- TRECHO PARA LEITURA
*-*-*

28 de julho de 2017

Doar com generosidade

“Ao que muito pegou, nada sobrou; ao que pegou pouco, nada faltou!” (Êx.16.18)

A partilha generosa de bens e de cuidados, exercida com amor, é missionária. Ela comunica Deus, comunica misericórdia, expressa amor. A solidariedade cristã é profundamente espiritual. Sempre surpreendente é mensageira de novidade de vida. Ela é missionária.
Para o apóstolo Paulo a doação de bens e de dinheiro aos necessitados é uma ação espiritual, uma revelação da graça de Deus (2 Co 8.1). Ele envolveu-se em duas grandes campanhas de arrecadação de auxílio aos pobres em Jerusalém (Atos 11 e 2 Coríntios 8-9). Ao motivar as doações na comunidade de Corinto, na campanha em favor dos cristãos em Jerusalém (8.1ss), ele cita a partilha das comunidades pobres da Macedônia em favor dos cristãos da Judéia: “embora sendo muito pobres, deram as suas ofertas com grande generosidade” (8.2). As doações tornaram-se testemunhas da graça e da ação transformadora de Deus.

*-*-*

No trecho sobre doar com generosidade, em favor de quem as comunidades pobres da Macedônia fizeram sua partilha? As linhas que vêm depois do trecho não são necessárias.

- EXTRATO DE DADOS

*-*-*

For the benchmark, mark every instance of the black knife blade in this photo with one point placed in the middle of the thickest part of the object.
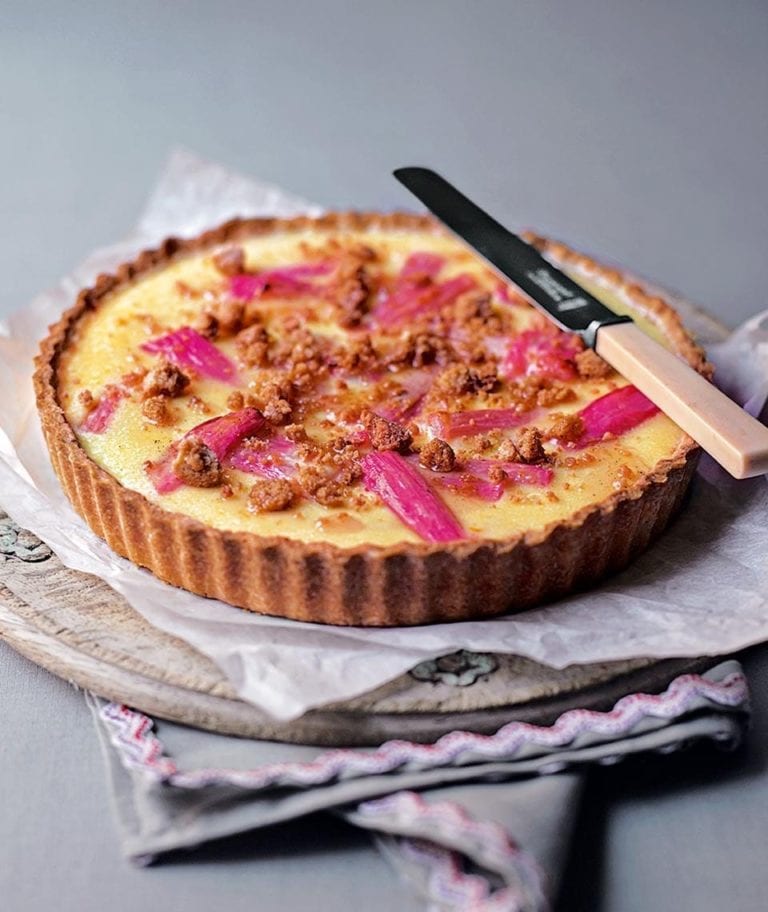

*-*-*

- RESPOSTA ESCRITA
Em favor dos cristãos da Judéia.